» Data in this exercise

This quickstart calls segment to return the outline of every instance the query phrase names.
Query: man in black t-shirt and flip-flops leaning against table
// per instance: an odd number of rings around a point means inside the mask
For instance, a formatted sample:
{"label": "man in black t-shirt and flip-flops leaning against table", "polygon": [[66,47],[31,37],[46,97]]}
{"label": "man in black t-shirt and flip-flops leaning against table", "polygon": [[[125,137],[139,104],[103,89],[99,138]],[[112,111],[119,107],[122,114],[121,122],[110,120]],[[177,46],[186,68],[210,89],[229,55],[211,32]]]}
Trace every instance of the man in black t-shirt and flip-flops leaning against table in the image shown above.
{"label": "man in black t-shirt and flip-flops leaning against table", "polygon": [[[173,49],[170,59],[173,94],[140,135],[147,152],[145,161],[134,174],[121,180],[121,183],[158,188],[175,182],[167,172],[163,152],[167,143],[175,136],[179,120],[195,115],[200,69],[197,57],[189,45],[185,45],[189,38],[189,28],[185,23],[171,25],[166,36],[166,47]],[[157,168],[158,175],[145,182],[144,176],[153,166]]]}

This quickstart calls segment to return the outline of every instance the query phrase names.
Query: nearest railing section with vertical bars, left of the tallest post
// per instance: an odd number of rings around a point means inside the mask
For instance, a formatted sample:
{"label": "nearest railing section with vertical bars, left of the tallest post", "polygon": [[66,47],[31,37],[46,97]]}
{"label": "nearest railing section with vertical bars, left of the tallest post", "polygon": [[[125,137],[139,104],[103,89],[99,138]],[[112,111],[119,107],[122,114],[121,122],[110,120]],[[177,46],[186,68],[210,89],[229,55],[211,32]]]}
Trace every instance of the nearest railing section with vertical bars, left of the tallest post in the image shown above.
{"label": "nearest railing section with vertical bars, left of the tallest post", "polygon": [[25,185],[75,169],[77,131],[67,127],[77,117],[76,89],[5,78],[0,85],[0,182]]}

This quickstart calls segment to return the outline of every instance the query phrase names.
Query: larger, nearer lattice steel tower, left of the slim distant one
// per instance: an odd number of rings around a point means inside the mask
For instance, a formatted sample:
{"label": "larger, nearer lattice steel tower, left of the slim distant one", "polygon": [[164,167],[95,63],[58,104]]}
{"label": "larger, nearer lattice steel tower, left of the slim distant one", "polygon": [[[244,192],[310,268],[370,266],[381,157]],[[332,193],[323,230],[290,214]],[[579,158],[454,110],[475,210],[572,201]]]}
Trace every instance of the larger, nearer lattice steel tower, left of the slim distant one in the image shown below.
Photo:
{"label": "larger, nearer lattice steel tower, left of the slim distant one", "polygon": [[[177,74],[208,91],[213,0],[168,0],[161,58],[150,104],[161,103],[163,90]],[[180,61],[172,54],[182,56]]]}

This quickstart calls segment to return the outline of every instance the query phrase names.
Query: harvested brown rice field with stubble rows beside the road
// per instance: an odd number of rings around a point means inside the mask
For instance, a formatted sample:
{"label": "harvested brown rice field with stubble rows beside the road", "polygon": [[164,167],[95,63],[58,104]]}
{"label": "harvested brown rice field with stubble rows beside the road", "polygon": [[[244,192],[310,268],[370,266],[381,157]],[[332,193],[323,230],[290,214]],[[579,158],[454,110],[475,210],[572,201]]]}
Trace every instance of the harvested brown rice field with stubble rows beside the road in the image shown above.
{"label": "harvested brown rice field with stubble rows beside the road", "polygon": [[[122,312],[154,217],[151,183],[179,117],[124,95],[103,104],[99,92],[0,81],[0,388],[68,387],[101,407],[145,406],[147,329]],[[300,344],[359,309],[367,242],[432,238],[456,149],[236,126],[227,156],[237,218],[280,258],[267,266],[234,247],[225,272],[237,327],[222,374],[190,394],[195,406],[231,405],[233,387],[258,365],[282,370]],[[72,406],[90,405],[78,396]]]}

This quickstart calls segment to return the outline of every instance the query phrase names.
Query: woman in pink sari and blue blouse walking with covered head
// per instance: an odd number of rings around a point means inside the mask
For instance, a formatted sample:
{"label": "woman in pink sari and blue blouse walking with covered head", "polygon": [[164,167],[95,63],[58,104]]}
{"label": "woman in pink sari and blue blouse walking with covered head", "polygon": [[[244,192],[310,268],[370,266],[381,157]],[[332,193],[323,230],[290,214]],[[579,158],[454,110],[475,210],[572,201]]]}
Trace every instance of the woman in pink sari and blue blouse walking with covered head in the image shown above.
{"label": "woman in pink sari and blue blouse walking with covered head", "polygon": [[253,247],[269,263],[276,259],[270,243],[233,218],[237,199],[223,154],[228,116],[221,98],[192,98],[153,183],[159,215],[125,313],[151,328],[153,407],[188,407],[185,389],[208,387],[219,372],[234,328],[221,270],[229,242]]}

» Task directions
Please copy the data above in its entirety, exactly as written.

» Solution to this problem
This quickstart calls segment to return the outline of every instance the query phrase names.
Query: man in black t-shirt and flip-flops leaning against table
// per instance: an odd number of rings around a point means inside the mask
For instance, a formatted sample:
{"label": "man in black t-shirt and flip-flops leaning against table", "polygon": [[66,47],[31,37],[46,97]]}
{"label": "man in black t-shirt and flip-flops leaning against table", "polygon": [[[125,137],[139,104],[103,89],[99,138]],[[112,111],[119,107],[122,114],[121,122],[110,120]],[[177,46],[186,68],[210,89],[229,55],[211,32]]]}
Trace every instance of the man in black t-shirt and flip-flops leaning against table in the image shown above.
{"label": "man in black t-shirt and flip-flops leaning against table", "polygon": [[[173,49],[170,59],[173,94],[140,135],[147,152],[145,161],[134,174],[121,180],[121,183],[158,188],[175,182],[167,172],[163,152],[167,143],[175,136],[179,120],[195,115],[200,69],[197,57],[189,45],[185,45],[189,38],[189,28],[185,23],[171,25],[166,36],[166,47]],[[157,168],[158,175],[145,182],[144,176],[153,166]]]}

This quickstart calls segment to return the outline of every instance the query phrase names.
Query: nearest railing section with vertical bars, left of the tallest post
// per instance: an odd number of rings around a point means inside the mask
For instance, a formatted sample:
{"label": "nearest railing section with vertical bars, left of the tallest post", "polygon": [[66,47],[31,37],[46,97]]}
{"label": "nearest railing section with vertical bars, left of the tallest post", "polygon": [[[125,137],[139,104],[103,89],[99,138]],[[112,111],[119,107],[122,114],[121,122],[110,120]],[[177,46],[186,68],[210,89],[229,55],[211,32]]]}
Trace every instance of the nearest railing section with vertical bars, left of the tallest post in the image shown above.
{"label": "nearest railing section with vertical bars, left of the tallest post", "polygon": [[25,185],[75,169],[77,131],[67,127],[77,117],[76,89],[5,78],[0,85],[0,182]]}

This quickstart calls segment to return the outline of every instance the query phrase names.
Query: larger, nearer lattice steel tower, left of the slim distant one
// per instance: an odd number of rings around a point means inside the mask
For instance, a formatted sample:
{"label": "larger, nearer lattice steel tower, left of the slim distant one", "polygon": [[164,167],[95,63],[58,104]]}
{"label": "larger, nearer lattice steel tower, left of the slim distant one", "polygon": [[[244,192],[310,268],[370,266],[381,157]],[[332,193],[323,230],[290,214]],[[579,158],[454,110],[475,210],[572,201]]]}
Trace every instance of the larger, nearer lattice steel tower, left of the slim distant one in the image shown below.
Photo:
{"label": "larger, nearer lattice steel tower, left of the slim distant one", "polygon": [[[177,74],[208,91],[213,0],[168,0],[161,58],[150,104],[161,103],[163,90]],[[180,61],[172,54],[182,56]]]}

This quickstart calls segment to return the outline of every instance the query phrase names.
Query: harvested brown rice field with stubble rows beside the road
// per instance: an odd number of rings around a point means inside the mask
For instance, a formatted sample:
{"label": "harvested brown rice field with stubble rows beside the road", "polygon": [[164,167],[95,63],[58,104]]}
{"label": "harvested brown rice field with stubble rows beside the road", "polygon": [[[244,192],[310,268],[370,266],[381,157]],[[332,193],[323,230],[290,214]],[[579,158],[454,110],[475,210],[572,201]]]}
Trace every instance of the harvested brown rice field with stubble rows beside the road in the image shown above.
{"label": "harvested brown rice field with stubble rows beside the road", "polygon": [[[122,312],[154,217],[151,183],[179,117],[124,95],[103,104],[99,92],[0,81],[0,388],[68,387],[101,407],[145,406],[147,329]],[[300,344],[359,309],[367,242],[432,238],[456,149],[236,126],[227,156],[237,218],[280,258],[267,266],[234,247],[225,272],[237,327],[222,374],[190,394],[195,406],[231,405],[233,387],[258,365],[282,370]],[[72,406],[90,405],[78,396]]]}

This quickstart calls segment to return the outline of every instance the query phrase names.
Query: woman in pink sari and blue blouse walking with covered head
// per instance: an odd number of rings around a point means inside the mask
For instance, a formatted sample:
{"label": "woman in pink sari and blue blouse walking with covered head", "polygon": [[164,167],[95,63],[58,104]]}
{"label": "woman in pink sari and blue blouse walking with covered head", "polygon": [[[244,192],[310,268],[370,266],[381,157]],[[332,193],[323,230],[290,214]],[[579,158],[454,110],[475,210],[572,201]]]}
Trace every instance of the woman in pink sari and blue blouse walking with covered head in the image shown above.
{"label": "woman in pink sari and blue blouse walking with covered head", "polygon": [[253,247],[269,263],[276,259],[270,243],[233,218],[237,199],[223,154],[228,116],[221,98],[192,98],[153,183],[159,215],[125,313],[151,328],[153,407],[188,407],[185,389],[208,387],[219,372],[234,328],[221,270],[229,242]]}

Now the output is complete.